= GIVEN REQUEST A =
Locate each line of the records that contains the word "bird" and copy those lines out.

= PAGE EXCERPT =
========================================

It upholds the contract, but extends when userspace appends to the
ring. Okay, yes, that makes sense.

> > Btw, we can always drop the timeo and go back to unconditional (bar
> > signals) waiting.
> >
> We could, but it would be nice to implement the timeout feature here if
> possible.
>
> > >
> > > > > > > @@ -2728,6 +2755,11 @@ static int tpacket_snd(struct packet_sock *po, struct msghdr *msg)
> > > > > > >                         err = net_xmit_errno(err);
> > > > > > >                         if (err && __packet_get_status(po, ph) ==
> > > > > > >                                    TP_STATUS_AVAILABLE) {
> > > > > > > +                               /* re-init completion queue to avoid subsequent fallthrough
> > > > > > > +                                * on a future thread calling wait_on_complete_interruptible_timeout
> > > > > > > +                                */
> > > > > > > +                               po->wait_on_complete = 0;
> > > > > >
> > > > > > If setting where sleeping, no need for resetting if a failure happens
> > > > > > between those blocks.
> > > > > >
> > > > > > > +                               init_completion(&po->skb_completion);
> > > > > >
> > > > > > no need to reinit between each use?
> > > > > >
> > > > > I explained exactly why I did this in the comment above.  We have to set
> > > > > wait_for_complete prior to calling transmit, so as to ensure that we call
> > > > > wait_for_completion before we exit the loop. However, in this error case, we
> > > > > exit the loop prior to calling wait_for_complete, so we need to reset the
> > > > > completion variable and the wait_for_complete flag.  Otherwise we will be in a
> > > > > case where, on the next entrace to this loop we will have a completion variable
> > > > > with completion->done > 0, meaning the next wait will be a fall through case,
> > > > > which we don't want.
> > > >
> > > > By moving back to the point where schedule() is called, hopefully this
> > > > complexity automatically goes away. Same as my comment to the line
> > > > immediately above.
> > > >
> > > Its going to change what the complexity is, actually.  I was looking at this
> > > last night, and I realized that your assertion that we could remove
> > > packet_next_frame came at a cost.  This is because we need to determine if we
> > > have to wait before we call po->xmit, but we need to actually do the wait after
> > > po->xmit
> >
> > Why? The existing method using schedule() doesn't.
> >
> Because the existing method using schedule doesn't have to rely on an
> asynchronous event to wake the sending task back up.  Specifically, we need to
> set some state that indicates tpacket_destruct_skb should call complete, and
> since tpacket_destruct_skb is called asynchronously in a separate execution
> context, we need to ensure there is no race condition whereby we execute
> tpacket_destruct_skb before we set the state that we also use to determine if we
> should call wait_for_complete.  ie:
> 1) tpacket_send_skb calls po->xmit
> 2) tpacket_send_skb loops around and checks to see if there are more packets to
> send.  If not and if need_wait is set we call wait_for_complete
>
> If tpacket_destruct_skb is called after (2), we're fine.  But if its called
> between (1) and (2), then tpacket_destruct_skb won't call complete (because
> wait_on_complete isn't set yet), causing a hang.

========================================

= PROVIDED MATERIAL =
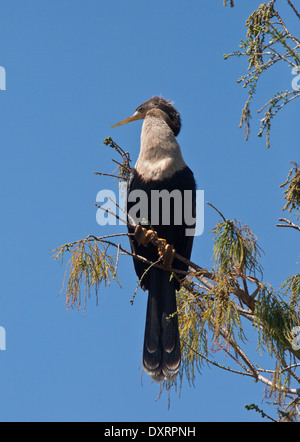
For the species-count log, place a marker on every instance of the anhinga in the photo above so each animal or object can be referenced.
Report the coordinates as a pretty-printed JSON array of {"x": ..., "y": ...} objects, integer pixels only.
[{"x": 160, "y": 165}]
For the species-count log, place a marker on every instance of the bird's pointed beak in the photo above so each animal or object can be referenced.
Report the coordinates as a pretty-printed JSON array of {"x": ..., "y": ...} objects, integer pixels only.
[{"x": 135, "y": 116}]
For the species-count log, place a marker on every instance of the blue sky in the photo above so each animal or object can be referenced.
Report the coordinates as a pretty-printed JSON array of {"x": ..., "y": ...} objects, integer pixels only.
[{"x": 74, "y": 69}]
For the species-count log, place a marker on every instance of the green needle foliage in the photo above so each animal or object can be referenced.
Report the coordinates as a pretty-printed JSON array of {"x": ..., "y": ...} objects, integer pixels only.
[
  {"x": 292, "y": 193},
  {"x": 226, "y": 310},
  {"x": 268, "y": 42}
]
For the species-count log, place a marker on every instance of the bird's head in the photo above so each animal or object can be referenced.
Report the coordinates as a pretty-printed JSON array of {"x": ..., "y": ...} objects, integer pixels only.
[{"x": 170, "y": 114}]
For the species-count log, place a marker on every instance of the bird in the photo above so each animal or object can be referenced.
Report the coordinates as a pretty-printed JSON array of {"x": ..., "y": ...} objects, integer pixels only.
[{"x": 160, "y": 166}]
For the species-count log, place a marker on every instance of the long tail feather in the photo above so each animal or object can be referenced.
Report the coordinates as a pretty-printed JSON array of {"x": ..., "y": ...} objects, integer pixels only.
[{"x": 161, "y": 355}]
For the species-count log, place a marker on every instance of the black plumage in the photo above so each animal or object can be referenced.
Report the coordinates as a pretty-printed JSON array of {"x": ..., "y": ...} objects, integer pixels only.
[{"x": 160, "y": 167}]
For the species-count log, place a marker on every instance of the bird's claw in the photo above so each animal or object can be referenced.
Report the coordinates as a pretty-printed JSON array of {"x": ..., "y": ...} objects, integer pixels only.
[{"x": 165, "y": 250}]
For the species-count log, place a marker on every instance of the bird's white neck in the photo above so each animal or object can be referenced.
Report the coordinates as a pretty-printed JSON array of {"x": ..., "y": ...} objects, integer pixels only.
[{"x": 160, "y": 154}]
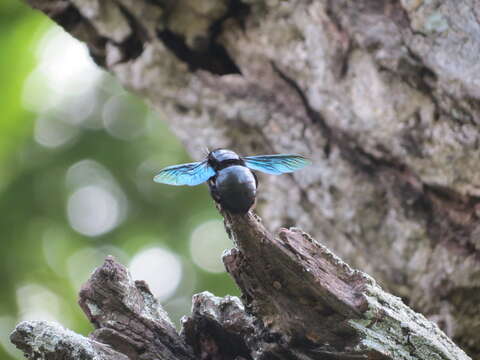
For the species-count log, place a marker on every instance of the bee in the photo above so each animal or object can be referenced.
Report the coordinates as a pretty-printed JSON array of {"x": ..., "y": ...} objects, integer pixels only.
[{"x": 230, "y": 178}]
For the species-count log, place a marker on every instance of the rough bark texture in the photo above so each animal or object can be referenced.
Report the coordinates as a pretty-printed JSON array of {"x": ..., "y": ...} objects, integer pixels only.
[
  {"x": 300, "y": 301},
  {"x": 383, "y": 95}
]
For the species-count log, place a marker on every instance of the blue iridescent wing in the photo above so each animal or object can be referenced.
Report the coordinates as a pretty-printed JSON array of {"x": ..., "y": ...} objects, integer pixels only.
[
  {"x": 185, "y": 174},
  {"x": 276, "y": 164}
]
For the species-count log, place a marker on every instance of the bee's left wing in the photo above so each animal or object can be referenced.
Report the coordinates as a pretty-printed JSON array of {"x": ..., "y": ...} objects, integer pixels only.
[
  {"x": 276, "y": 164},
  {"x": 190, "y": 174}
]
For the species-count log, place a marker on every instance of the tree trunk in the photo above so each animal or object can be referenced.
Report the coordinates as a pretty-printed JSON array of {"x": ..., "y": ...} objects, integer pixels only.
[{"x": 382, "y": 95}]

========================================

= GIVEN REQUEST B =
Write out the stretch of the patch discussion from "It upholds the" through "struct msghdr *msg)", switching "userspace" to "user space".

= COMPLETE RESPONSE A =
For the species-count log, place a marker on every instance of the bird's pointed beak in the photo above so each animal or object can be referenced.
For the species-count log, place a marker on every instance of the bird's head in the photo above so each animal or object can be referenced.
For the species-count log, place a marker on every instance of the bird in the photo above so each animal or object can be referenced.
For the species-count log, place a marker on every instance of the bird's claw in the photo above so each animal or object can be referenced.
For the species-count log, place a marker on every instance of the bird's white neck in the photo above so each animal or object can be referenced.

= COMPLETE RESPONSE B =
It upholds the contract, but extends when user space appends to the
ring. Okay, yes, that makes sense.

> > Btw, we can always drop the timeo and go back to unconditional (bar
> > signals) waiting.
> >
> We could, but it would be nice to implement the timeout feature here if
> possible.
>
> > >
> > > > > > > @@ -2728,6 +2755,11 @@ static int tpacket_snd(struct packet_sock *po, struct msghdr *msg)